Friday, December 20, 2024

EPIC POETRY

National Trust Collection
Characters from Spenser's Faerie Queene

Frye presents these three English poems Chaucer's Canterbury Tales, Spenser’s The Faerie Queene and Milton's Paradise Lost as the epics which would have been the exemplars for Blake. The goal which was before each serious poet, Frye believed, would have been to write a fourth English epic, building on the achievements of these predecessors. 

Below are quotes from Northrop Frey's Fearful Symmetry which have been helpful to me in attempting to understand Blake's Milton. Topics for study before one plunges into Milton may include Epic Poetry, John Milton's biography, William Blake's biography, Blake's The Four Zoas, Milton's Paradise Lost, and, of course, the Old and New testaments of the Bible. 

Fearful Symmetry - Page 9

"Blake's own definition of poetry:

'Allegory addressd to the Intellectual powers while it is altogether hidden from the Corporeal Understanding is My Definition of the Most Sublime Poetry. it is also somewhat in the same manner defin'd by Plato.'

...The corporeal understanding, then, canot do more than elucidate the genuine obscurities, the things requiring special knowledge to understand,
...The 'intellectual powers' go to work rather differently; they start with the hypothesis that the poem in front of them is an imaginative whole and work out the implications of that hypothesis 'Every Poem must necessarily be a perfect Unity,' said Blake: the identity of form and content is the axiom of all sound criticism."

Fearful Symmetry - Page 316

"The function of the epic, in its origin, seems to be primarily to teach the nation, or whatever we call the social unit which the poet is addressing, irs own traditions. These traditions are chiefly concerned with the national religion and the national history...The religion is not theological nor the history documentary: both are mythopoeic. "  

Fearful Symmetry - Page 319

"Milton thinks of himself continually as an inspired prophet sent by God to present his vision to the English people."

Fearful Symmetry - Page 340

"The primary social function of the epic is to teach the 'nation' its own traditions, and in Blakean terms this means recreating dead facts into living truths, the vanished spectres of tradition into imagination's eternal and infinite present. 

... the prophets did not turn their backs on their national history: they recreated it, and brought out of it the eternally present archetypes of the fall and redemption of man."

Fearful Symmetry - Page 346

"Blake is, therefore, trying to do for Milton what the prophets and Jesus did for Moses: isolate what is poetic and imaginative and annihilate what is legal and historical. This is also what he is trying to do for himself, and there will always be a curse on any critic who tries to see the Christianity and radicalism of Blake as a dichotomy instead of a unity."

BRIEF - Condense the paragraph of the epic poetry post that begins "Frye presents these three English poems" into a short bulleted list that keeps its main facts.

Collected data -

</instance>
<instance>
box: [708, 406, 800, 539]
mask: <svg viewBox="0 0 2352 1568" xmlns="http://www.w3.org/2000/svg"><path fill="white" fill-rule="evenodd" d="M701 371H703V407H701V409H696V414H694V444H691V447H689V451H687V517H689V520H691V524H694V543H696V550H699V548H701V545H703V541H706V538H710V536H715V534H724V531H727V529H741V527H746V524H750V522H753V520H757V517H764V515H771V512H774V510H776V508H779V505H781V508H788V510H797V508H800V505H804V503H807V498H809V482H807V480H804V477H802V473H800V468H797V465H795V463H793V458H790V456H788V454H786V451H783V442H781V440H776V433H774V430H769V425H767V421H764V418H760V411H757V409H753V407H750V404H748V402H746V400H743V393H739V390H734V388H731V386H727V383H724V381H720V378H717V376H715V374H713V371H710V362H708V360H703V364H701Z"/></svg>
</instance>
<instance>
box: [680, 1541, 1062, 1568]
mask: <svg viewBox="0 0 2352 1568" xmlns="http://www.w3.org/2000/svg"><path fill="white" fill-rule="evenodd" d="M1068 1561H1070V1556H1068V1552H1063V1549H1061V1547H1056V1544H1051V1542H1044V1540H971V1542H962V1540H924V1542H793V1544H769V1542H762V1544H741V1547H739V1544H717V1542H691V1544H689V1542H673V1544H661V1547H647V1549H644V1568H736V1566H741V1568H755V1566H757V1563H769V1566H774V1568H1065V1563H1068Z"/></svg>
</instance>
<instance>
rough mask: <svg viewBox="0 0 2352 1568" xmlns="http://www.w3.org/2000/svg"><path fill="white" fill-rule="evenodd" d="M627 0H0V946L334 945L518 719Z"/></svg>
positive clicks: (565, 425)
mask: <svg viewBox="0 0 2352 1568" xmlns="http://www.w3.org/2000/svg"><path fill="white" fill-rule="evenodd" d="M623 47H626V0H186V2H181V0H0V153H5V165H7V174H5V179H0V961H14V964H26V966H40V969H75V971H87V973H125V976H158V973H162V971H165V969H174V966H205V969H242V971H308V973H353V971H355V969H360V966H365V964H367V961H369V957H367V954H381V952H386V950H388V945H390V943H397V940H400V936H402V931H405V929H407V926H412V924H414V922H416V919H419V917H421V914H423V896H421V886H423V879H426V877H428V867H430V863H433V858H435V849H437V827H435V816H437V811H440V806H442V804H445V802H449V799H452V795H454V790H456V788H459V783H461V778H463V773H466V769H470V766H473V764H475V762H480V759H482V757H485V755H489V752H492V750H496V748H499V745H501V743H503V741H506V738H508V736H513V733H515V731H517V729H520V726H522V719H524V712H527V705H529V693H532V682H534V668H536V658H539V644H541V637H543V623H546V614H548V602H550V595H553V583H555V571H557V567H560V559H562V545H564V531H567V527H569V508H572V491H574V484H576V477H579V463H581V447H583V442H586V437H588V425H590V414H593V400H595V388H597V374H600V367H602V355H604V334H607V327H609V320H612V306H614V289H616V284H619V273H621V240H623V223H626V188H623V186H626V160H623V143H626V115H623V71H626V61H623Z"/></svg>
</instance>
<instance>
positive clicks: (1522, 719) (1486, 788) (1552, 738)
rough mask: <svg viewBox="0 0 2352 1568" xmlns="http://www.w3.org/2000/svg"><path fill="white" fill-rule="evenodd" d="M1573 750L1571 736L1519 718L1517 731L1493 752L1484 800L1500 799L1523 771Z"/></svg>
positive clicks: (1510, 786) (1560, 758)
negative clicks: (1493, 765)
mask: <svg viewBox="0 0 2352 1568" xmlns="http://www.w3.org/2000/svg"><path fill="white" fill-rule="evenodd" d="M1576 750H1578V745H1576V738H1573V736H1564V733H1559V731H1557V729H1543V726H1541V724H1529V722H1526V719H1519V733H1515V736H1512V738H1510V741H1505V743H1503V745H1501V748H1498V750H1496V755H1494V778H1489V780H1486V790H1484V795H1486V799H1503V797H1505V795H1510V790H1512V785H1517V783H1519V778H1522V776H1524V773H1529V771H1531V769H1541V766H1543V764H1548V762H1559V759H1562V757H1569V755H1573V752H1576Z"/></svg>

RESPONSE TO THE EXERCISE -
- Frye names three English poems as the epics that would have served as Blake's exemplars: Chaucer's Canterbury Tales, Spenser's The Faerie Queene, and Milton's Paradise Lost.
- Frye believed each serious poet's goal would have been a fourth English epic, building on what these predecessors achieved.